Problem to solve:
Copy the rows word for word, starting at the one containing "Might I ask" and ending at the one containing "point(301, 885)". Leave the pictures out of your copy.

___ Input data ___

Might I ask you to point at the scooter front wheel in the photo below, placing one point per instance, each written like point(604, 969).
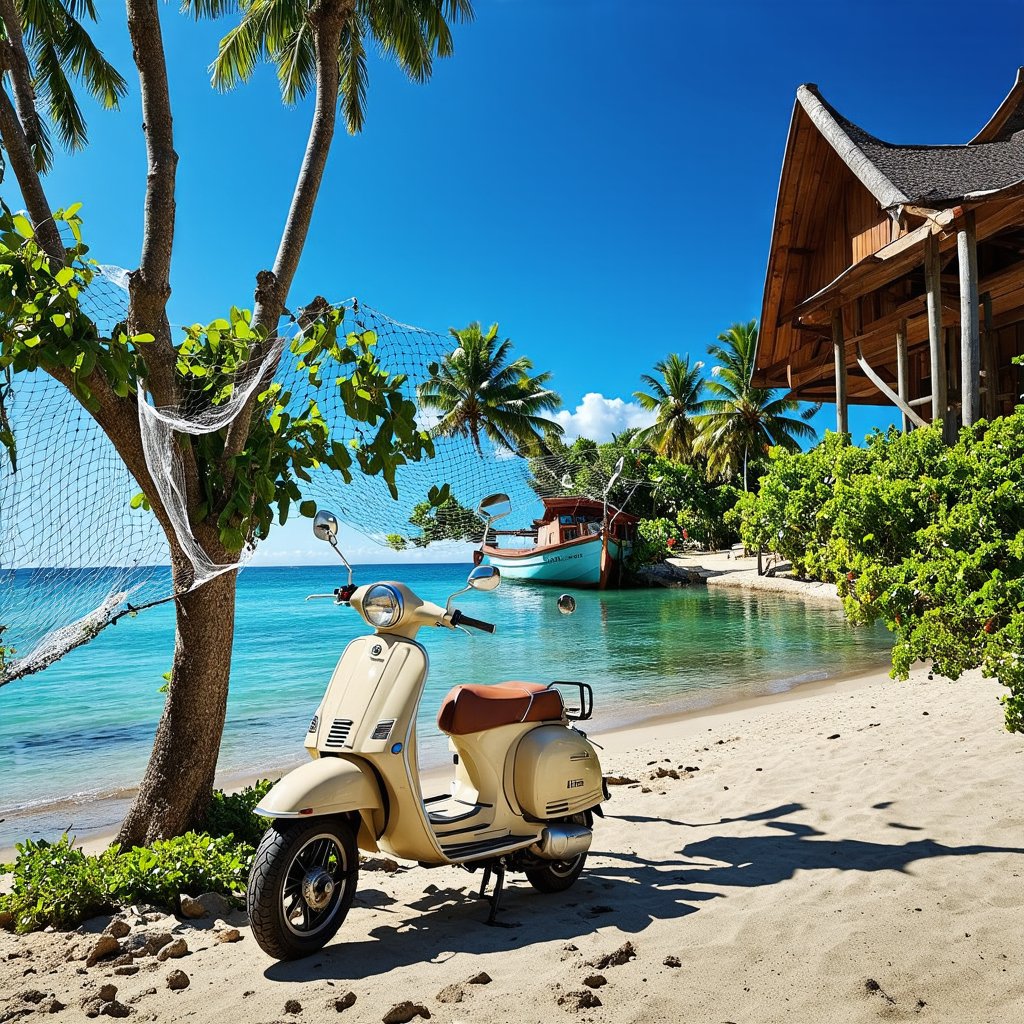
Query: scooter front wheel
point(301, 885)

___
___ Input data ___

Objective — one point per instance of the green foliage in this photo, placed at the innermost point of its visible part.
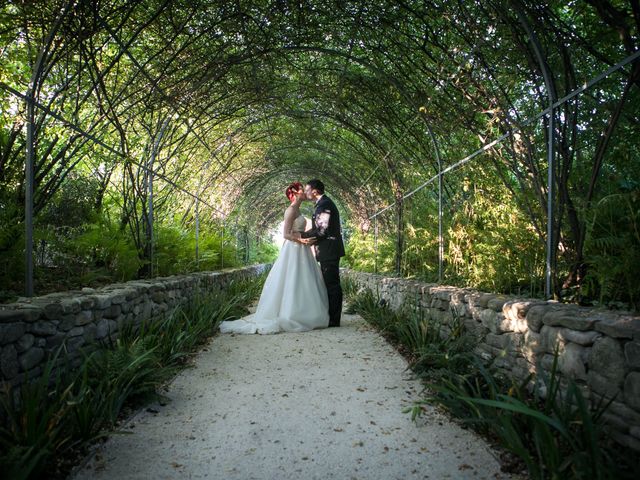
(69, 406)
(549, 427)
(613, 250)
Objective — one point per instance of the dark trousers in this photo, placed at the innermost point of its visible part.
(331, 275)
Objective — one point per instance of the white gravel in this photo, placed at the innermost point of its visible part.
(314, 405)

___

Exercise answer:
Might I ask you to point at the scooter front wheel in the photo below, placing one point per instance, each written like point(604, 969).
Query: scooter front wheel
point(301, 885)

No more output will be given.